-- Material to process follows --
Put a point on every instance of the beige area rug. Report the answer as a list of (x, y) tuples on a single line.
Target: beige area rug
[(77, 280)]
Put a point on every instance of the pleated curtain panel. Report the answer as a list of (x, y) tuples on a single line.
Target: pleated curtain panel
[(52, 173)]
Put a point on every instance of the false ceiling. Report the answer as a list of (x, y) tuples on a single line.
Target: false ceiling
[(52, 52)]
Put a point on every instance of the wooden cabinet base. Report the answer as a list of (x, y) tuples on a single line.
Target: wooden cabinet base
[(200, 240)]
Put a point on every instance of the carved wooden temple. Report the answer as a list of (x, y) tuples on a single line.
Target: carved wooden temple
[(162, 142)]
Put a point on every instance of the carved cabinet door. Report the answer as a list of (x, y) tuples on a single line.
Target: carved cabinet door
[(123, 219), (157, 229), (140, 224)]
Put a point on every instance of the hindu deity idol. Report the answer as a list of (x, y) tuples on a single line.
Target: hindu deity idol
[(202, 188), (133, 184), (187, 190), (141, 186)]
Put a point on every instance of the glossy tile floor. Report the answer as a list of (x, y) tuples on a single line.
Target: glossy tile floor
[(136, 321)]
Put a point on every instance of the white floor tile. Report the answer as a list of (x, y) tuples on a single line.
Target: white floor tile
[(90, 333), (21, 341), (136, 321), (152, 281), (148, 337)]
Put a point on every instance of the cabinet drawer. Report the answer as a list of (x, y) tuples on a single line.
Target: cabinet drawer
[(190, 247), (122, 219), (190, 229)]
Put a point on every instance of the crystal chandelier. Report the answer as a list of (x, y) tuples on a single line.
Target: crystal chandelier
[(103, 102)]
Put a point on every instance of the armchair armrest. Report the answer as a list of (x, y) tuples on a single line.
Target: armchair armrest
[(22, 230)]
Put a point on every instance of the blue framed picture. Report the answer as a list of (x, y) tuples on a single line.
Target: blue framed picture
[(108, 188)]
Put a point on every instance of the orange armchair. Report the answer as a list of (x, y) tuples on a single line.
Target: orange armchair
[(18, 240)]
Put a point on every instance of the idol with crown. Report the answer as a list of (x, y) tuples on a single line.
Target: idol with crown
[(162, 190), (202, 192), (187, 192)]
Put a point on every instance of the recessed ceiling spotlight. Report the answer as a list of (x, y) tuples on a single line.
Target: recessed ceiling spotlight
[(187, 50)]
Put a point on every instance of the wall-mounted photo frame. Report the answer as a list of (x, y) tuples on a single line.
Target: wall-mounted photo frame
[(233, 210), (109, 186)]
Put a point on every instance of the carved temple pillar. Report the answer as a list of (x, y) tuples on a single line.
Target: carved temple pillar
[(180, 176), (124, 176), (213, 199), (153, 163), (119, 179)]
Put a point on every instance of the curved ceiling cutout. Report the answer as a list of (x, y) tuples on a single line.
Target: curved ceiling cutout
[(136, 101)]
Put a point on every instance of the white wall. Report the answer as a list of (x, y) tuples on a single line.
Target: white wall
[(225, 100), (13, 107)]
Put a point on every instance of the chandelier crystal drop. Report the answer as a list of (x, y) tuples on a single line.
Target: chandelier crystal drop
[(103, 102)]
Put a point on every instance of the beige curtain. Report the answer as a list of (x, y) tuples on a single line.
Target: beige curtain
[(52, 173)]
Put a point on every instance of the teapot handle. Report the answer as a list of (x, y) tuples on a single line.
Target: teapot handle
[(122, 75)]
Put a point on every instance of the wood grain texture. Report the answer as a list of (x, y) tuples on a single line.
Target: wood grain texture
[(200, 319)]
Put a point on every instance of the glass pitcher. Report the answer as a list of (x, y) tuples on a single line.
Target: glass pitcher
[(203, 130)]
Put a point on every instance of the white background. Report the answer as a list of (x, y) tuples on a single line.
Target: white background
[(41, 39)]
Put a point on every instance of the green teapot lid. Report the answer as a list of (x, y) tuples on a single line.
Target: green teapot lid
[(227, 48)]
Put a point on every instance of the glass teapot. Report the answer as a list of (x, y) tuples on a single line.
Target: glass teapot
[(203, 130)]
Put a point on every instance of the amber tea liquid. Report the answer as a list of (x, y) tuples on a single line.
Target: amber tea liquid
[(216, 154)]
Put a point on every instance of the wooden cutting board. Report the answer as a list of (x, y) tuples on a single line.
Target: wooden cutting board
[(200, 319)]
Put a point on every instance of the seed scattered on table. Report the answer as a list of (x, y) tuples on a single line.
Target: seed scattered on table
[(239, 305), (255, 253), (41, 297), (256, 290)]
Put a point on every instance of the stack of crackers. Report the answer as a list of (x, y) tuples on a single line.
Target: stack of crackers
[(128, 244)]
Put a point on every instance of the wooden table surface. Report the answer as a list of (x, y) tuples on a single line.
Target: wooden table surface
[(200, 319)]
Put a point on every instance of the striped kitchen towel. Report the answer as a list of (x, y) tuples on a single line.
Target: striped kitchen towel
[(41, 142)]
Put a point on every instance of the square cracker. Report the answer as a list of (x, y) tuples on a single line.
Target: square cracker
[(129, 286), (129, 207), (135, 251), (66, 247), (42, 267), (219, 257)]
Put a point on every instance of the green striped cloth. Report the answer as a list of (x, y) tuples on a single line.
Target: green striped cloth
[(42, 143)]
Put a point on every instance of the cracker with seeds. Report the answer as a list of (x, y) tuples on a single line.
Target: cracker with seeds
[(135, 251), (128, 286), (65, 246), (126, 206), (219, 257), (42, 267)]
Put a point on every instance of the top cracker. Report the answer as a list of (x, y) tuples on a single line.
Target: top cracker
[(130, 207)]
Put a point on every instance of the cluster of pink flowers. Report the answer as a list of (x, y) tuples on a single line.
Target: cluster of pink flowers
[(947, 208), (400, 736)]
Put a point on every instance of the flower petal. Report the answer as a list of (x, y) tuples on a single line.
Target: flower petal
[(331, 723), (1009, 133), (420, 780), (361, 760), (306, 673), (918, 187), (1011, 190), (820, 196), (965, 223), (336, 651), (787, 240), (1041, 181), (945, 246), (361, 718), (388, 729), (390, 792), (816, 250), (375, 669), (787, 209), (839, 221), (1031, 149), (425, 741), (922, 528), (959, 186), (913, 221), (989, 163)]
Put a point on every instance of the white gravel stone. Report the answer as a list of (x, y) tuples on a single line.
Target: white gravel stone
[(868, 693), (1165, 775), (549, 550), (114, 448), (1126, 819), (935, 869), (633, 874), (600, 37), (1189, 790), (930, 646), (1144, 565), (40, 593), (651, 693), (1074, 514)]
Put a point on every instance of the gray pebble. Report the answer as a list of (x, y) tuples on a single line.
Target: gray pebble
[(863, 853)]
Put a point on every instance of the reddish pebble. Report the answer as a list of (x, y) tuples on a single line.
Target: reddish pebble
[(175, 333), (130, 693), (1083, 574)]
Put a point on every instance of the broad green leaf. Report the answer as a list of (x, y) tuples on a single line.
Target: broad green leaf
-- Material to process concluded --
» **Exercise aim**: Return every line of the records in which the word "leaf" is found.

» **Answer for this exercise**:
Put a point on every instance of the broad green leaf. Report the answer as a list of (x, y) tuples on a single line.
Target: broad green leaf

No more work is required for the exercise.